_WHAT TO WORK ON:_
Reproduce the text of all the records below word for word, without the pictures.

_GIVEN RECORDS:_
※

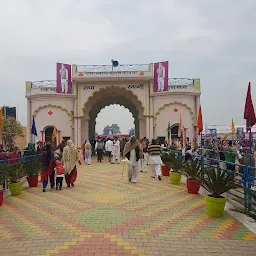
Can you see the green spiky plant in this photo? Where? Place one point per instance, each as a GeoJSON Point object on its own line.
{"type": "Point", "coordinates": [167, 157]}
{"type": "Point", "coordinates": [58, 156]}
{"type": "Point", "coordinates": [15, 172]}
{"type": "Point", "coordinates": [176, 163]}
{"type": "Point", "coordinates": [252, 214]}
{"type": "Point", "coordinates": [217, 182]}
{"type": "Point", "coordinates": [32, 167]}
{"type": "Point", "coordinates": [3, 175]}
{"type": "Point", "coordinates": [192, 170]}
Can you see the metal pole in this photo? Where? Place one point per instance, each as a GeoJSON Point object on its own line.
{"type": "Point", "coordinates": [250, 141]}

※

_RESPONSE FOR THIS EXERCISE:_
Can you see the green spiky plant in this photo? Where? Place one point per instance, each as a GeoJSON Point object on its own line.
{"type": "Point", "coordinates": [167, 157]}
{"type": "Point", "coordinates": [58, 156]}
{"type": "Point", "coordinates": [15, 172]}
{"type": "Point", "coordinates": [176, 163]}
{"type": "Point", "coordinates": [252, 214]}
{"type": "Point", "coordinates": [217, 182]}
{"type": "Point", "coordinates": [32, 167]}
{"type": "Point", "coordinates": [3, 175]}
{"type": "Point", "coordinates": [192, 170]}
Can you see the metal pole in this photo? Where? Place one point per instance, each as a GeoJSON Point object on its own line.
{"type": "Point", "coordinates": [250, 141]}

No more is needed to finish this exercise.